If a line appears in the data below, it must appear in your answer exactly as given.
= Beginning of Section =
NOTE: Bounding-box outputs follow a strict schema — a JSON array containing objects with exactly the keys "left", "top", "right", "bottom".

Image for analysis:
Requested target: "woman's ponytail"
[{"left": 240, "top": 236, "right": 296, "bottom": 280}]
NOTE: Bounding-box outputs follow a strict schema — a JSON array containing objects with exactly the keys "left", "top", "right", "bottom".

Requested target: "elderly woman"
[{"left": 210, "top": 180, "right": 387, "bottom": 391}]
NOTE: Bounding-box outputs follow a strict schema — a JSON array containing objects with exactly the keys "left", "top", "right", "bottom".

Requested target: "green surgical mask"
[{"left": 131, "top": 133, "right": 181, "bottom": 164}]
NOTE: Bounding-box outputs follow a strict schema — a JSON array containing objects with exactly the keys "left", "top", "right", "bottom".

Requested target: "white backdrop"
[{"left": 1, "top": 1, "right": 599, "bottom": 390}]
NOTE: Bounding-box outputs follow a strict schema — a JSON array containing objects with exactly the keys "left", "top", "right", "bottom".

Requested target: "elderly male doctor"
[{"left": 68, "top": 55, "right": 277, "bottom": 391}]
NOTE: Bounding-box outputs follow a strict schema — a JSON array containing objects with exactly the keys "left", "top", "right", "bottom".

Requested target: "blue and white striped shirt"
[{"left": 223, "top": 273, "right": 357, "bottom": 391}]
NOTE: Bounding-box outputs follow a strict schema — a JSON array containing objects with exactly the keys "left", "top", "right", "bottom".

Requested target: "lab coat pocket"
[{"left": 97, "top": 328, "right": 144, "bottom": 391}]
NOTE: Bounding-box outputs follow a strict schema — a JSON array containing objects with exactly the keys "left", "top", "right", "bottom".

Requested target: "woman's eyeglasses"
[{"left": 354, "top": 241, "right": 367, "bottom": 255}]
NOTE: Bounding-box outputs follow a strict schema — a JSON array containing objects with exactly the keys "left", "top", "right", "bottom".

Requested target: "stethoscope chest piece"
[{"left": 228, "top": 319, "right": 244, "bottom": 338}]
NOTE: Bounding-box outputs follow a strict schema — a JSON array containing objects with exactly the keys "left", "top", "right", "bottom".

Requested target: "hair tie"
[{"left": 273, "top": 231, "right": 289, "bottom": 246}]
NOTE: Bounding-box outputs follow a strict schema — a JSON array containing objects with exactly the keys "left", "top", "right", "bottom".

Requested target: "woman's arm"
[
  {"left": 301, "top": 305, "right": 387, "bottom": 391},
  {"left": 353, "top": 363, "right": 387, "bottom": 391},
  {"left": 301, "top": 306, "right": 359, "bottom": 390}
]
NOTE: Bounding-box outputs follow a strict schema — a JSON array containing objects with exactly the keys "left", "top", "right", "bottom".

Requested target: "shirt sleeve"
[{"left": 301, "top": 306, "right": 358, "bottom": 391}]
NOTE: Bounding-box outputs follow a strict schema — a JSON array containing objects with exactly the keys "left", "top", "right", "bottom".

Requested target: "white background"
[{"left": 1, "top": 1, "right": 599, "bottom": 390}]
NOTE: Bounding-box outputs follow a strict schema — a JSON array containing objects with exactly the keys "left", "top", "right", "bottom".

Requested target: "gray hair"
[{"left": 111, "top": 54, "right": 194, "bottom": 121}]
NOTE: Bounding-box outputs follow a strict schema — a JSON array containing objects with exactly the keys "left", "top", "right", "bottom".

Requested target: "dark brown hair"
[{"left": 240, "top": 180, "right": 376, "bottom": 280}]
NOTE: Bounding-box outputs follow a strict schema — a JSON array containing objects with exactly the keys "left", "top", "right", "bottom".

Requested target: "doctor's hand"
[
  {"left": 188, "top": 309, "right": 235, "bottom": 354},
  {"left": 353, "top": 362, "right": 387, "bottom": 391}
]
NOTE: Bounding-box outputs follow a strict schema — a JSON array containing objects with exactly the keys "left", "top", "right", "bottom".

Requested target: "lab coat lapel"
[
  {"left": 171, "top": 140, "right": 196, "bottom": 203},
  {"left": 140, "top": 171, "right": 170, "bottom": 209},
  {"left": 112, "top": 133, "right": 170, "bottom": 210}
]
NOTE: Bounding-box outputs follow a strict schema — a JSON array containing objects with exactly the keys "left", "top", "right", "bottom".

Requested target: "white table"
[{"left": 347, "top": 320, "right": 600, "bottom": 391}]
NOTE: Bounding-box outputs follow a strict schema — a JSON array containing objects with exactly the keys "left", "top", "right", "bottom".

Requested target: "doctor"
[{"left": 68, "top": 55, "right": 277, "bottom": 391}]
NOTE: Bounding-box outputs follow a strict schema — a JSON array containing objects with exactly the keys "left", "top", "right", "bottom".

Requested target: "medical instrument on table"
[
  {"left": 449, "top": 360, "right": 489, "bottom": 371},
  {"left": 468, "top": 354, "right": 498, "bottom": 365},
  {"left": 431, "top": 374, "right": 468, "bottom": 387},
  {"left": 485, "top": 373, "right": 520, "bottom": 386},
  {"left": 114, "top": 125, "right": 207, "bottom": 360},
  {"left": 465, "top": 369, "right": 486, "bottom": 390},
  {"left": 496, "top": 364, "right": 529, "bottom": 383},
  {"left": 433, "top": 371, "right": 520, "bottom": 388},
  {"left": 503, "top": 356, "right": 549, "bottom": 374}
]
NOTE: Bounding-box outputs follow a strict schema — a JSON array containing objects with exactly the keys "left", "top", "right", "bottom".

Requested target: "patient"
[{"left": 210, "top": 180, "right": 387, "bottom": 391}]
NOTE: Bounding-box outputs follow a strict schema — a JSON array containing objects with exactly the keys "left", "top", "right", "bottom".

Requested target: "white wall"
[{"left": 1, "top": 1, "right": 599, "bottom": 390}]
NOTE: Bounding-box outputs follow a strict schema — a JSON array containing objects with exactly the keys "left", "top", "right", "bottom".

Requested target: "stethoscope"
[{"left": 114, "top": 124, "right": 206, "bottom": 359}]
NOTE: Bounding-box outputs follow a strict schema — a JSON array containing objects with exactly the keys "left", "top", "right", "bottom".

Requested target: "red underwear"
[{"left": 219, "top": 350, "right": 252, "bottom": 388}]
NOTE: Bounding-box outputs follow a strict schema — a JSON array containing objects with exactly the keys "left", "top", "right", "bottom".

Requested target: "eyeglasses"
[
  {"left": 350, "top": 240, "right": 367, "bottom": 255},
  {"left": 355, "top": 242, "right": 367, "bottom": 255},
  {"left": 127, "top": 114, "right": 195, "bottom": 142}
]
= End of Section =
**Final answer**.
NOTE: Bounding-box outputs follow a strict schema — a JSON array containing objects with exactly the keys "left", "top", "right", "bottom".

Image for analysis:
Requested target: "woman's ponytail"
[{"left": 240, "top": 236, "right": 296, "bottom": 280}]
NOTE: Bounding-box outputs follow a strict schema — a JSON array containing objects with exactly the keys "left", "top", "right", "bottom".

Requested target: "elderly woman"
[{"left": 210, "top": 180, "right": 387, "bottom": 391}]
NOTE: Bounding-box outputs follow a strict schema — a JSON array containing objects with exactly the keys "left", "top", "right", "bottom".

Requested target: "green surgical mask"
[{"left": 131, "top": 133, "right": 181, "bottom": 164}]
NOTE: Bounding-box outputs follow a strict schema — a JSON array containing objects with exactly the keys "left", "top", "right", "bottom".

Requested target: "white backdrop"
[{"left": 1, "top": 1, "right": 599, "bottom": 390}]
NOTE: Bounding-box outputs follow a strict schema — a JSON array containing objects with exactly the keys "left", "top", "right", "bottom".

Requested target: "elderly male doctor"
[{"left": 68, "top": 55, "right": 277, "bottom": 391}]
NOTE: Bounding-box outputs follow a strict schema — a JSON array containing objects with exactly the keys "left", "top", "right", "bottom".

Requested target: "blue and white striped shirt"
[{"left": 223, "top": 273, "right": 357, "bottom": 391}]
NOTE: Bounding-box outputs follow a strict schema — a JSON array containing objects with exactly the keys "left", "top", "right", "bottom".

Requested target: "lab coat pocket"
[{"left": 97, "top": 328, "right": 144, "bottom": 391}]
NOTE: Bounding-box outputs follow a strict schema — a JSON array containing objects with exactly the keys "left", "top", "right", "bottom".

Requested target: "woman's eyeglasses"
[{"left": 354, "top": 241, "right": 367, "bottom": 255}]
NOTE: Bounding-box outputs follow a strict schema — a JSON array containing objects with exactly the keys "left", "top", "right", "bottom".

Requested target: "stethoscope chest piece"
[{"left": 228, "top": 319, "right": 244, "bottom": 338}]
NOTE: Bounding-box outputs follow a strict schema — a JSON array containing objects with exactly the keys "left", "top", "right", "bottom".

Requested target: "hair tie"
[{"left": 273, "top": 231, "right": 289, "bottom": 246}]
NOTE: Bounding-box outputs follow a strict schema — a JSON array containing objects with exactly the keys "left", "top", "right", "bottom".

Requested target: "woman's arm"
[
  {"left": 301, "top": 305, "right": 387, "bottom": 391},
  {"left": 353, "top": 363, "right": 387, "bottom": 391},
  {"left": 301, "top": 306, "right": 359, "bottom": 390}
]
NOTE: Bounding-box outputs follow a strict schema — a JSON array containing objects with exactly the keys "left", "top", "right", "bottom".

Requested target: "shirt sleeve"
[{"left": 301, "top": 306, "right": 358, "bottom": 391}]
NOTE: Bounding-box outputs follow a strict schema — a JSON array containing objects with exactly the keys "left", "top", "right", "bottom".

Requested target: "white background"
[{"left": 1, "top": 1, "right": 599, "bottom": 390}]
NOTE: Bounding-box outputs follow a strict schema — a JSON array containing objects with exactly the keys "left", "top", "right", "bottom".

Requested target: "gray hair"
[{"left": 111, "top": 54, "right": 194, "bottom": 121}]
NOTE: Bounding-box outputs follow a strict schema — a JSON array containing objects with exactly the keys "left", "top", "right", "bottom".

Requested target: "dark brown hair"
[{"left": 240, "top": 180, "right": 376, "bottom": 280}]
NOTE: Bounding-box outputs follow a strict schema — a JSON array containing objects with exactly the keys "left", "top", "right", "bottom".

Requested target: "doctor's hand"
[
  {"left": 188, "top": 309, "right": 235, "bottom": 354},
  {"left": 353, "top": 362, "right": 387, "bottom": 391}
]
NOTE: Bounding-box outputs follow a strict schema — a JSON array containing objects with exactly the keys "left", "top", "right", "bottom".

Requested target: "lab coat lapel"
[
  {"left": 171, "top": 140, "right": 196, "bottom": 203},
  {"left": 140, "top": 171, "right": 170, "bottom": 209},
  {"left": 112, "top": 133, "right": 170, "bottom": 210}
]
NOTE: Bounding-box outputs follow a strict schema — a JSON array containing objects with exactly the keys "left", "top", "right", "bottom".

Requested target: "white table"
[{"left": 347, "top": 320, "right": 600, "bottom": 391}]
NOTE: Bounding-box outputs follow a strict schema — a JSON array containing objects with exactly the keys "left", "top", "right", "bottom".

Requested target: "doctor"
[{"left": 68, "top": 55, "right": 277, "bottom": 391}]
NOTE: Bounding-box outputs follow a strict schema — a JSON array containing objects with exactly the keys "left", "top", "right", "bottom".

Requested target: "medical instrument on table"
[
  {"left": 449, "top": 360, "right": 489, "bottom": 371},
  {"left": 468, "top": 354, "right": 498, "bottom": 365},
  {"left": 431, "top": 374, "right": 468, "bottom": 387},
  {"left": 485, "top": 373, "right": 520, "bottom": 386},
  {"left": 114, "top": 125, "right": 207, "bottom": 360},
  {"left": 465, "top": 369, "right": 486, "bottom": 390},
  {"left": 496, "top": 364, "right": 529, "bottom": 383},
  {"left": 433, "top": 371, "right": 520, "bottom": 388},
  {"left": 503, "top": 356, "right": 549, "bottom": 374}
]
NOTE: Bounding-box outputs follow a strict schema — a JSON array containing objects with exactly the keys "left", "top", "right", "bottom".

Requested target: "patient"
[{"left": 210, "top": 180, "right": 387, "bottom": 391}]
NOTE: Bounding-box outputs follow a strict schema — a JSON array containing objects with exactly the keys "left", "top", "right", "bottom".

Requested target: "white wall"
[{"left": 1, "top": 1, "right": 599, "bottom": 390}]
NOTE: Bounding-box outputs follow a strict schema — a JSON array containing objects with exactly the keys "left", "top", "right", "bottom".

Requested target: "stethoscope"
[{"left": 114, "top": 124, "right": 206, "bottom": 359}]
NOTE: Bounding-box outputs follow a strict schema — a JSON array containing objects with exactly the keys "left", "top", "right", "bottom".

Requested target: "red underwear"
[{"left": 219, "top": 350, "right": 252, "bottom": 388}]
NOTE: Bounding-box outputs follow a strict schema — a JSON array containing objects with exactly the keys "left", "top", "right", "bottom".

Requested target: "eyeglasses"
[
  {"left": 350, "top": 240, "right": 367, "bottom": 255},
  {"left": 355, "top": 242, "right": 367, "bottom": 255},
  {"left": 127, "top": 114, "right": 195, "bottom": 142}
]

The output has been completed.